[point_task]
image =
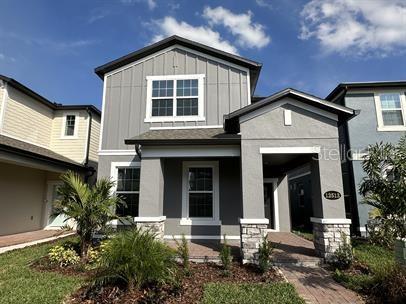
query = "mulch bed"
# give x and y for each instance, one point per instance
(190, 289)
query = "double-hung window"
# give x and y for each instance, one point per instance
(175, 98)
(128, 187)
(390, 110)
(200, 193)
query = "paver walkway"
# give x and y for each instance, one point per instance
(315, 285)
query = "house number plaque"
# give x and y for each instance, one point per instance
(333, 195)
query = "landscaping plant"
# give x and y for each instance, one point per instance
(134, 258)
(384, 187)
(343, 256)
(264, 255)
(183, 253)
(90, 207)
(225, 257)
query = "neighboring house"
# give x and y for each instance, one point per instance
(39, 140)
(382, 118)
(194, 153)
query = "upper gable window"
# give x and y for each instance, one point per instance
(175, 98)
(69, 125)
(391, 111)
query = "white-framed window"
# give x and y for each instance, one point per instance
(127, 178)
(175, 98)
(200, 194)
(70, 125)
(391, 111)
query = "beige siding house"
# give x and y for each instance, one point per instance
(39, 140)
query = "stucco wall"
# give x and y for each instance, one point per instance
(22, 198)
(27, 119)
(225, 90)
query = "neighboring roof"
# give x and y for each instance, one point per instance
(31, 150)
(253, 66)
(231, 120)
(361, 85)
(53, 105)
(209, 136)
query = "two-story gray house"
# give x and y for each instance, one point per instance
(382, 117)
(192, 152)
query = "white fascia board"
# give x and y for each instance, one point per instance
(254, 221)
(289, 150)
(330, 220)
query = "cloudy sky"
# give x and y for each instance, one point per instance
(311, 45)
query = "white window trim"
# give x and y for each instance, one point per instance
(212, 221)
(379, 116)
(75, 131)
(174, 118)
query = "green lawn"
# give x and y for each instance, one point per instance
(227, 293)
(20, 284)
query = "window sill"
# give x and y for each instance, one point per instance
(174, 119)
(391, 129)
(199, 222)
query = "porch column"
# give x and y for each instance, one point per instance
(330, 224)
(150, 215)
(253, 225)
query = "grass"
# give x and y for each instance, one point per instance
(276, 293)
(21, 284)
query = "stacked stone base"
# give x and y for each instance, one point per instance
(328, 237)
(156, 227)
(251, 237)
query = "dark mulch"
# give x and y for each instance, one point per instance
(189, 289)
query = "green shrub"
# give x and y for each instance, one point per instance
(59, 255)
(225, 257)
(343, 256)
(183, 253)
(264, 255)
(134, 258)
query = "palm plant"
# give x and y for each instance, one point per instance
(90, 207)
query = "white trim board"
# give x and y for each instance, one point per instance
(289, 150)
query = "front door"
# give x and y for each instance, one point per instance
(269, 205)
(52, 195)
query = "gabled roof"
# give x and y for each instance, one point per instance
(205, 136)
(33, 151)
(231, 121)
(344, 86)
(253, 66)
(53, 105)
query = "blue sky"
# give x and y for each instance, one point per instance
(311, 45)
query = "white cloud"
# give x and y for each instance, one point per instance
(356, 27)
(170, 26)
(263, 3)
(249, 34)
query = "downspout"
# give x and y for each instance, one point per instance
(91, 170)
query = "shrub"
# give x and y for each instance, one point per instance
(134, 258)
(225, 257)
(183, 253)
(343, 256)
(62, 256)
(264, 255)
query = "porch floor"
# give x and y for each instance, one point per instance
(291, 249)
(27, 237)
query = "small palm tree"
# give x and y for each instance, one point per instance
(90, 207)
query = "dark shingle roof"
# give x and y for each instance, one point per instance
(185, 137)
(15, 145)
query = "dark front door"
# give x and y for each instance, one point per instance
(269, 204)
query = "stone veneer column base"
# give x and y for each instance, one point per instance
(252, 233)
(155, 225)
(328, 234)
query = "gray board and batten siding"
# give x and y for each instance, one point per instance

*What you will do*
Output the entries above verbatim, with no picture included.

*Result below*
[point_task]
image =
query = "mulch bed"
# give x and y for each instance, one point per instance
(190, 289)
query = "double-hung window"
# give x and y for each instance, one point per instance
(175, 98)
(128, 187)
(390, 110)
(200, 193)
query = "paver walkway"
# give x and y for each instance, one point per instance
(315, 285)
query = "house number plaque"
# give x and y for each instance, one point per instance
(333, 195)
query = "landscaping plant"
# give x and y for each instance, one point per instance
(134, 258)
(384, 187)
(343, 256)
(264, 255)
(183, 253)
(90, 207)
(225, 257)
query = "neighboring house"
# give x and y for each instance, one point per instance
(39, 140)
(382, 118)
(194, 153)
query = "upper gable window"
# give x and y for each instance, one point per instance
(175, 98)
(69, 125)
(391, 111)
query = "white-framed window"
# give x and y for each instance, one point per instance
(127, 178)
(175, 98)
(200, 194)
(70, 125)
(391, 111)
query = "beige siding house"
# give x and y for each instance, one point per instance
(39, 140)
query = "stucco wall"
# give x and y for each instance, one point per instance
(22, 198)
(27, 119)
(225, 90)
query = "neighboring roof"
# give x and y for each instance, one point per instance
(31, 150)
(253, 66)
(231, 120)
(361, 85)
(53, 105)
(209, 136)
query = "two-story gray house"
# give x and y for each instance, one point per instance
(382, 117)
(192, 152)
query = "white fascia board"
# give x and y for each instance, one point per instance
(254, 221)
(289, 150)
(330, 220)
query = "cloudy sky"
# give x and y for each instance, one point per instance
(311, 45)
query = "white window trim"
# give x and y for each instance, one point per instance
(212, 221)
(379, 116)
(75, 131)
(174, 118)
query = "green lawn"
# give x and y for each instance, one point per instance
(227, 293)
(20, 284)
query = "window sill"
# give x and y for each instance, one point per instance
(174, 119)
(391, 129)
(199, 222)
query = "porch column"
# give x and y for each instance, one point per instance
(330, 224)
(150, 215)
(253, 225)
query = "grass"
# give x and y for each instance, one point per instance
(276, 293)
(21, 284)
query = "stacked stone base"
# give x and y for each instance, one point per instance
(328, 237)
(156, 227)
(251, 237)
query = "dark mulch"
# give x and y for each instance, one point per instance
(189, 289)
query = "green shrub"
# give x and y for each instance, one point per instance
(59, 255)
(225, 257)
(343, 256)
(183, 253)
(264, 255)
(134, 258)
query = "palm plant"
# give x and y for each instance, one point per instance
(90, 207)
query = "white trim board"
# give x and y for each instance, one point per instance
(289, 150)
query = "front door"
# give x and y for each instance, one point per instance
(269, 205)
(52, 195)
query = "gabled roof"
# give x and y for each instance, one point per instance
(205, 136)
(33, 151)
(231, 121)
(344, 86)
(253, 66)
(53, 105)
query = "blue sky"
# give x and y for each instance, one point per instance
(311, 45)
query = "white cloud"
# give x and y for each instance, one point per instance
(356, 27)
(170, 26)
(263, 3)
(249, 34)
query = "downspout"
# give x and y for each instance, one point per instance
(91, 170)
query = "shrub"
# give x and y for each instance, one point per instance
(134, 258)
(225, 257)
(183, 253)
(343, 256)
(62, 256)
(264, 255)
query = "porch floor"
# give x and y for each instance, one point per instance
(291, 249)
(27, 237)
query = "small palm tree"
# give x and y for each instance, one point per instance
(90, 207)
query = "dark shingle roof"
# give x and y for each instance, one point per instance
(185, 137)
(15, 145)
query = "dark front door"
# give x and y for each instance, one point per instance
(269, 204)
query = "stone veneer column base"
# give x and y for each instance, one point per instance
(252, 233)
(155, 225)
(328, 234)
query = "gray board and batten siding"
# give x and y for each instance, one point per instance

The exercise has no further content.